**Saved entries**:
-- Opening Marker --

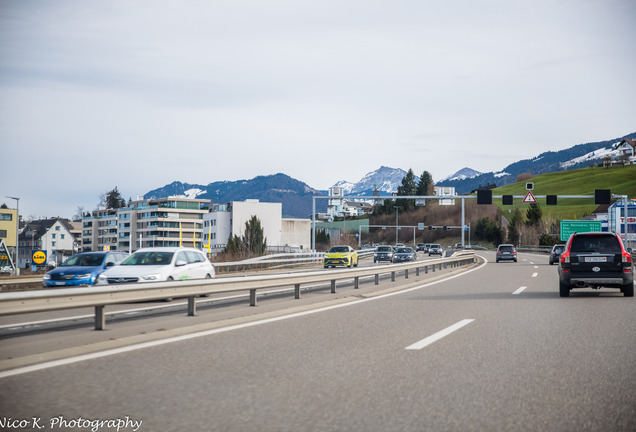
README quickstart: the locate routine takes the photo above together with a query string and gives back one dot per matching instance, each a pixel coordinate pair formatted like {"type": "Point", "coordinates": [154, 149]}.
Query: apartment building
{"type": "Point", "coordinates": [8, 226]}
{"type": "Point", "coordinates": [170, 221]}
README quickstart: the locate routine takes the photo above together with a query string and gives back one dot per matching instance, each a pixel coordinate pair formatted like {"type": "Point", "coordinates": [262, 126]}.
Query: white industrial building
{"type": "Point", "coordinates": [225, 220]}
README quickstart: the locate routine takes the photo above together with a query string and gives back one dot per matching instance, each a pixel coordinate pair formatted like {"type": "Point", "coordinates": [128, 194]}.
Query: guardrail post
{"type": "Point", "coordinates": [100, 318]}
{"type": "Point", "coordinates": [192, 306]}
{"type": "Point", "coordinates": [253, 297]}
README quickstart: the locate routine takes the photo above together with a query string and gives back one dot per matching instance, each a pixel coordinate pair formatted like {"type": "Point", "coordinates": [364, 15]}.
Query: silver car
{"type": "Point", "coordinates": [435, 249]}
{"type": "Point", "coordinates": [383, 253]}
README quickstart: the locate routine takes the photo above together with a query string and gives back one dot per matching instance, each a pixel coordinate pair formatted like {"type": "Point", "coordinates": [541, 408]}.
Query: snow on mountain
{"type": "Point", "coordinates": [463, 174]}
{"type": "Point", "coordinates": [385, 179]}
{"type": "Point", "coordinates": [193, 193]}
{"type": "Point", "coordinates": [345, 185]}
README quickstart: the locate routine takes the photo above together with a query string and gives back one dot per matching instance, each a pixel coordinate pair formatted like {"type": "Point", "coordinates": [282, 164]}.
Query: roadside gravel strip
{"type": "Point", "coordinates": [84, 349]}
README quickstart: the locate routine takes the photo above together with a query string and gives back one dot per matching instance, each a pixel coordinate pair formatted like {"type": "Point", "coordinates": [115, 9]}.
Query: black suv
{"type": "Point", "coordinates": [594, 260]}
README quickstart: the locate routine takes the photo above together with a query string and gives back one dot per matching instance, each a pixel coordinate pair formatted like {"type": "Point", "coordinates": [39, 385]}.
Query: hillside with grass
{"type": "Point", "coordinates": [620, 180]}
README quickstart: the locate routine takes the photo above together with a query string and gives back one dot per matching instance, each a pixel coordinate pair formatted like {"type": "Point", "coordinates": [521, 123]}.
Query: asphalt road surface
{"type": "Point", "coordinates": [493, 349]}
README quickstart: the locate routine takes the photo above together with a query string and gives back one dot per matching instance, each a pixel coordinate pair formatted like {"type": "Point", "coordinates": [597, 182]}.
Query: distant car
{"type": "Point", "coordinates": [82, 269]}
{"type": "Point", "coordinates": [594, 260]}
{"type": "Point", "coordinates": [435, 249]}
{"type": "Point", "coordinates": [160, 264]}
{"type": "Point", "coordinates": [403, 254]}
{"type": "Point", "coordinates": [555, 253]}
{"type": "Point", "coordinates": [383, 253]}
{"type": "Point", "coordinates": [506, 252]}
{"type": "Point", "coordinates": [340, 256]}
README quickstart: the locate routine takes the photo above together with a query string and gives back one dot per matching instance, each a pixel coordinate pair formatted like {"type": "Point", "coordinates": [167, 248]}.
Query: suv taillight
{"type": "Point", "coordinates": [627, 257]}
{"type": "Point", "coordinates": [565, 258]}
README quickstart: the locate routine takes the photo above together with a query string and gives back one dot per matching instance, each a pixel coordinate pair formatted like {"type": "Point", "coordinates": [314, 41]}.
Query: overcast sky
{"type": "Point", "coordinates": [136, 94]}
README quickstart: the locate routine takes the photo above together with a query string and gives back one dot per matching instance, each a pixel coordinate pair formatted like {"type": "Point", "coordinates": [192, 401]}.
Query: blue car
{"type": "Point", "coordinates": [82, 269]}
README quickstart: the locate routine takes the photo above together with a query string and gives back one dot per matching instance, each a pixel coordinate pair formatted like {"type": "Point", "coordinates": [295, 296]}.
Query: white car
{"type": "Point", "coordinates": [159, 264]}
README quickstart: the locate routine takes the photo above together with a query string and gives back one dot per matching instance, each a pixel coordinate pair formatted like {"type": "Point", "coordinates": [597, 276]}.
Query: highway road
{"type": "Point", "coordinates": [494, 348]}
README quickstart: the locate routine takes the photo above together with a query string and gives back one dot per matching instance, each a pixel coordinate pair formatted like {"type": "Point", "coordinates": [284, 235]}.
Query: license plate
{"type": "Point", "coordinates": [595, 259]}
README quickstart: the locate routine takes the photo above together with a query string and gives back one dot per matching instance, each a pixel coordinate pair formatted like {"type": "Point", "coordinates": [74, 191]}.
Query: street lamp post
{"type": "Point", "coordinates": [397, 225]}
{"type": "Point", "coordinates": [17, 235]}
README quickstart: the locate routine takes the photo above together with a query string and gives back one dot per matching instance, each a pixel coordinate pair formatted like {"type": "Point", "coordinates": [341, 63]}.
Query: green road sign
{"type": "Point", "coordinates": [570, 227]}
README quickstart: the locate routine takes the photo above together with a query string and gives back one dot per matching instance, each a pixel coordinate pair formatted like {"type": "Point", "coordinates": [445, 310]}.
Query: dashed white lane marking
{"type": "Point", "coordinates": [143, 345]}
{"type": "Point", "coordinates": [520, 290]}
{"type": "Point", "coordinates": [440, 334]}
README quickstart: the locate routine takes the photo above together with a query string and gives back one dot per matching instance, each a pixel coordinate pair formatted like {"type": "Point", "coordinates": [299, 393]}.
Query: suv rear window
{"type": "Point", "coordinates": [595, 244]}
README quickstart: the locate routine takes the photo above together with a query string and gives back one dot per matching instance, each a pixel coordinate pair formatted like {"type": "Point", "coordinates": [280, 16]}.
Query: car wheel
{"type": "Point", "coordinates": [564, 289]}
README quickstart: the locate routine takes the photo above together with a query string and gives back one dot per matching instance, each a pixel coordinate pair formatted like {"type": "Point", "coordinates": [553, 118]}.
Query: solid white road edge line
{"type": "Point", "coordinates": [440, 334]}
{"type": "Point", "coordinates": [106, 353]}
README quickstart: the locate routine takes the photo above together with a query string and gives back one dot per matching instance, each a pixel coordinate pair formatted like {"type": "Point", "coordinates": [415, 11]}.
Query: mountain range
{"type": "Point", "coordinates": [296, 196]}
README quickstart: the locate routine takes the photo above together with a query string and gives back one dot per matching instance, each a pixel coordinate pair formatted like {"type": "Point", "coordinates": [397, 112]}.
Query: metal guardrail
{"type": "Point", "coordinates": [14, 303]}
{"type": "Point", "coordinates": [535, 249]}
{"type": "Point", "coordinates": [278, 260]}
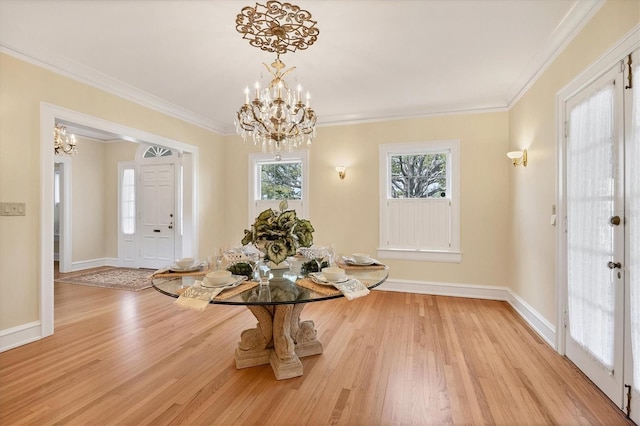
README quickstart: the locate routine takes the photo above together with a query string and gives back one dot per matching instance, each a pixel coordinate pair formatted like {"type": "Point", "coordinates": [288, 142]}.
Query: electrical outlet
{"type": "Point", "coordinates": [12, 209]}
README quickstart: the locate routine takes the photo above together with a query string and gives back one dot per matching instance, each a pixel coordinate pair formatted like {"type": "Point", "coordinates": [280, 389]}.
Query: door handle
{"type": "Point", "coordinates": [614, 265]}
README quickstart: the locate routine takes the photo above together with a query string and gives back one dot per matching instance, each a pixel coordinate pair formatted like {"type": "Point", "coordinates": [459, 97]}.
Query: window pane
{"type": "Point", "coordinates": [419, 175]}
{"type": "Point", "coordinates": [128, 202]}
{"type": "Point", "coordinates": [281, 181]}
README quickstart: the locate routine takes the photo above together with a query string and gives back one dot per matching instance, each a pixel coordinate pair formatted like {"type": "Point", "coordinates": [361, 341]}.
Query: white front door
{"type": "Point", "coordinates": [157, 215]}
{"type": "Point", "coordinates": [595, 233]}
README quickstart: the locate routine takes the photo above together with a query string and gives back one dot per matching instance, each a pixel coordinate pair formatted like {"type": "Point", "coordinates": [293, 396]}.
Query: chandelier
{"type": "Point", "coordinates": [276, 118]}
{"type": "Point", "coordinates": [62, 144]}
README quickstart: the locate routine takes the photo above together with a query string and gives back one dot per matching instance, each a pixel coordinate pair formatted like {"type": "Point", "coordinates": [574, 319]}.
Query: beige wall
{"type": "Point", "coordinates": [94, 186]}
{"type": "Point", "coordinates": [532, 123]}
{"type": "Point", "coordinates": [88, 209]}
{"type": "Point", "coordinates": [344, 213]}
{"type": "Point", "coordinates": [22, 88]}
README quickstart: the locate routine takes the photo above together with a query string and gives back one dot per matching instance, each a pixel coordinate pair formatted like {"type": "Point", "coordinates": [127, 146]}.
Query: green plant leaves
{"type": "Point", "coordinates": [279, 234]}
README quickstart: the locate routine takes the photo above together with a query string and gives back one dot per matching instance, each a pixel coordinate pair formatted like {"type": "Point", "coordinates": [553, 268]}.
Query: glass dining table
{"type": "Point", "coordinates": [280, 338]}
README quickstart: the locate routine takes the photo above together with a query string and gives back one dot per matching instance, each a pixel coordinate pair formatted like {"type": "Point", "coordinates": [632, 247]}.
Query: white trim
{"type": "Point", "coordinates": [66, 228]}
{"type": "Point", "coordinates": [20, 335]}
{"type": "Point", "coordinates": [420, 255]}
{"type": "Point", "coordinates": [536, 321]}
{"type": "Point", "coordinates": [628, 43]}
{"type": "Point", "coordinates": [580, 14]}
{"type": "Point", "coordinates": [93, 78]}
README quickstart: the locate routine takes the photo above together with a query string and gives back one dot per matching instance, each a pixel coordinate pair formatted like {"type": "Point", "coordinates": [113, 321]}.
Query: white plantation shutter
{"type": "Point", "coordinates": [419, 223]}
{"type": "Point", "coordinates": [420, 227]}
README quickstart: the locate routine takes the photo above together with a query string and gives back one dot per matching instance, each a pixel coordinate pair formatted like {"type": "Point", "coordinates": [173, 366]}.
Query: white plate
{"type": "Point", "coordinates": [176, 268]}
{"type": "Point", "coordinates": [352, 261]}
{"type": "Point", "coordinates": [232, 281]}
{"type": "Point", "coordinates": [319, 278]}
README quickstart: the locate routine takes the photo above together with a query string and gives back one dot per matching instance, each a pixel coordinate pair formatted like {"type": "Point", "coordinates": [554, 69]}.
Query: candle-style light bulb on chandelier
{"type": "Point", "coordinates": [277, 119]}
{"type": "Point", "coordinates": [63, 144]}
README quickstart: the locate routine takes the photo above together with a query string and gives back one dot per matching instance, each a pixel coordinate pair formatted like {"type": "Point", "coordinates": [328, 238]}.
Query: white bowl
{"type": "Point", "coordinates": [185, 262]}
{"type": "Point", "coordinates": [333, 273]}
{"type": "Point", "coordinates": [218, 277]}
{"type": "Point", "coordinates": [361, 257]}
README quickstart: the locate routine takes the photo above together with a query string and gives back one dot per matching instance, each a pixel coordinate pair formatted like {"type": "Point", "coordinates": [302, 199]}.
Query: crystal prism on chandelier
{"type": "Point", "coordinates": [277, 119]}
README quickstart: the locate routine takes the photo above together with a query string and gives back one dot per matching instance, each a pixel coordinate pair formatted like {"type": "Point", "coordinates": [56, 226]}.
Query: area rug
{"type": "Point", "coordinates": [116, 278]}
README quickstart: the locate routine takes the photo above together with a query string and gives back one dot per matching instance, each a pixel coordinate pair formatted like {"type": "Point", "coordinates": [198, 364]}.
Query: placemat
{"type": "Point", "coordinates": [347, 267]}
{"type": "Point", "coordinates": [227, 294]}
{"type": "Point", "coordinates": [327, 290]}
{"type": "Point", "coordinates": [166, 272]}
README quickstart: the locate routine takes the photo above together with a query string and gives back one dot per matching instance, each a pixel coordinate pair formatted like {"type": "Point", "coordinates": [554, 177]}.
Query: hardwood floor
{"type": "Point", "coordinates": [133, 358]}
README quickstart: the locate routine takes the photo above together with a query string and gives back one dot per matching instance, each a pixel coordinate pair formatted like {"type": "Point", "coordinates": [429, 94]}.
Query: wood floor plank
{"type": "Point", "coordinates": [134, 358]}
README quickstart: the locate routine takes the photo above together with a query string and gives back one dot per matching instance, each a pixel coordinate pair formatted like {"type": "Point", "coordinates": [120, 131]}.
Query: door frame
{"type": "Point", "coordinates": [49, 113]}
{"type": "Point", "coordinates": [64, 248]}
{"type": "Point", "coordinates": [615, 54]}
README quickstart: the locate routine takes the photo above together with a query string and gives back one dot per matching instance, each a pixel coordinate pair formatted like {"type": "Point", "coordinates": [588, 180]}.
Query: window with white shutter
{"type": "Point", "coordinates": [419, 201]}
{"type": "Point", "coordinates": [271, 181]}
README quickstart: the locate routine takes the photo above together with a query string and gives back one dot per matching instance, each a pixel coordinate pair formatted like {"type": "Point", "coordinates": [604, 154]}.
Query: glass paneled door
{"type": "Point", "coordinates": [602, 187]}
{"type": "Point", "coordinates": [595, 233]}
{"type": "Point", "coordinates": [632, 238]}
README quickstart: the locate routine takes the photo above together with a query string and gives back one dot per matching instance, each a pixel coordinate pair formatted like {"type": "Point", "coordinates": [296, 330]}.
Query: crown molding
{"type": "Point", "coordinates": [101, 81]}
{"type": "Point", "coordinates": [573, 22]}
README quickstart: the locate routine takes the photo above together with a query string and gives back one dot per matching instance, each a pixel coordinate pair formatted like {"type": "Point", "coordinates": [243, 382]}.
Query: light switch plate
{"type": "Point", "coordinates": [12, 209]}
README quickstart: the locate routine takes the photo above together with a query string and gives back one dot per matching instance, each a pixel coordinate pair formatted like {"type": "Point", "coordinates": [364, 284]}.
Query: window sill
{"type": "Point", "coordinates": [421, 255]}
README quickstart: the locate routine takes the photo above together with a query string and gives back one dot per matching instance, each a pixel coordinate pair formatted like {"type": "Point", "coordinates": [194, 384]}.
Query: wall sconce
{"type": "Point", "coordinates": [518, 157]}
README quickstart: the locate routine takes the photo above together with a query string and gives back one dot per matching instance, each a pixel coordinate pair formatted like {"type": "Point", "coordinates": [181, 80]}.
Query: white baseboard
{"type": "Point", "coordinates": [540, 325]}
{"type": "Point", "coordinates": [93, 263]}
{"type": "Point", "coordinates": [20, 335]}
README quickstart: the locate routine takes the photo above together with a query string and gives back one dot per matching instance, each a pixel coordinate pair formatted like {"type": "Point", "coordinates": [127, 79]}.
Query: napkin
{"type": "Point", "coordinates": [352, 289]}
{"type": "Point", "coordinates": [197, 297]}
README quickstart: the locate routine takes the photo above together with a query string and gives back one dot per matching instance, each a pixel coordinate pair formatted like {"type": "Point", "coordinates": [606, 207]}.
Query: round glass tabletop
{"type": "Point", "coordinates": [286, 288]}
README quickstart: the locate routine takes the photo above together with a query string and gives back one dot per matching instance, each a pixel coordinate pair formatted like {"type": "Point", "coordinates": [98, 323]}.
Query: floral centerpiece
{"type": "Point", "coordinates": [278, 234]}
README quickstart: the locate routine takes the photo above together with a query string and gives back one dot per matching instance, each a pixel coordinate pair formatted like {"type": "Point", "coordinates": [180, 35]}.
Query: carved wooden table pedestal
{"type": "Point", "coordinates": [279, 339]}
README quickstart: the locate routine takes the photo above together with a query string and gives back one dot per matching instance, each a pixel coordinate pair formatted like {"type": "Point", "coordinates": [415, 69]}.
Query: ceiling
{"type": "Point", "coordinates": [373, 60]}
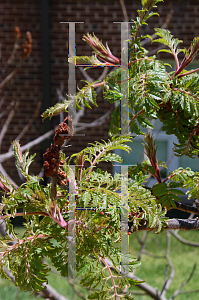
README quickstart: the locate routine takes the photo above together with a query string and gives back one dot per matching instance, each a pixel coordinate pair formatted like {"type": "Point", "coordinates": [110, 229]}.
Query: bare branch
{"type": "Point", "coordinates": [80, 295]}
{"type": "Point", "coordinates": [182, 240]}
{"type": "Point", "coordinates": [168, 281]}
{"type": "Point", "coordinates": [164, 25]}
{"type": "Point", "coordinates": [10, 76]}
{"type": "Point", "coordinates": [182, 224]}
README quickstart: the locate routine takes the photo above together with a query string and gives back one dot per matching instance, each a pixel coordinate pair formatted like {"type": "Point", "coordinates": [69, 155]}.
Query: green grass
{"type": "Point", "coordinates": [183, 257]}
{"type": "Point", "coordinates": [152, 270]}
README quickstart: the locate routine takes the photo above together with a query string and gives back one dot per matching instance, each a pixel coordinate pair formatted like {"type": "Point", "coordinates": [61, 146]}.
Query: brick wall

-- Closing Marker --

**Your instructions**: Look above for the line containing "Query: green grass". Return it and each line after it exactly, through the last line, and nothing more.

**Task solution**:
Query: green grass
{"type": "Point", "coordinates": [183, 257]}
{"type": "Point", "coordinates": [152, 270]}
README quickstart: the locate routine takes the photo above together with a query string and gives back one dot per matching instance, each a pixel coordinate pair formatted like {"type": "Point", "coordinates": [61, 146]}.
Query: brick wall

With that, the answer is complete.